>> BEGIN
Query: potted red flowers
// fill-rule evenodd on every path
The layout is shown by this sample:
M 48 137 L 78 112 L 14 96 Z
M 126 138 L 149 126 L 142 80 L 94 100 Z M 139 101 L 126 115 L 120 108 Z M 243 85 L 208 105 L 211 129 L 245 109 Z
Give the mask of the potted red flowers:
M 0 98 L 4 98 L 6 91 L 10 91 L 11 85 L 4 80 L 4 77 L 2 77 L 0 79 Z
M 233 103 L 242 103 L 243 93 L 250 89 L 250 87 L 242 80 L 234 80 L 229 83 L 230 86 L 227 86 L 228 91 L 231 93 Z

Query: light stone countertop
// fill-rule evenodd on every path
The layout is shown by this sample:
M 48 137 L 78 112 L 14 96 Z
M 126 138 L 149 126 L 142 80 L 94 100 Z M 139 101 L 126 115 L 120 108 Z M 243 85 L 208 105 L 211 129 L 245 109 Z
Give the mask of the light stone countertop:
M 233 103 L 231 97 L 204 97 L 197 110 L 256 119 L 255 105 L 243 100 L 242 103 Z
>> END
* _PROBLEM_
Extract every line of the records above without changing a single character.

* _TASK RESPONSE_
Query: potted red flowers
// fill-rule evenodd on every path
The layout is shown by this sample:
M 48 137 L 78 112 L 14 96 Z
M 126 138 L 149 126 L 142 80 L 94 100 Z M 139 101 L 126 115 L 120 108 Z M 243 85 L 208 105 L 211 129 L 245 109 Z
Give the mask of the potted red flowers:
M 0 98 L 4 98 L 6 91 L 10 91 L 11 85 L 4 80 L 4 77 L 2 77 L 0 79 Z
M 233 103 L 242 103 L 243 93 L 250 89 L 250 87 L 242 80 L 234 80 L 229 83 L 230 86 L 227 86 L 228 91 L 231 93 Z

Query: light stone countertop
// fill-rule evenodd on every path
The layout is shown by this sample:
M 48 137 L 78 112 L 14 96 Z
M 126 138 L 149 126 L 142 80 L 94 100 Z M 139 101 L 126 115 L 120 108 Z M 243 85 L 208 105 L 211 129 L 245 109 Z
Give the mask of the light stone countertop:
M 233 103 L 231 97 L 204 97 L 197 110 L 256 119 L 255 105 L 243 100 L 242 103 Z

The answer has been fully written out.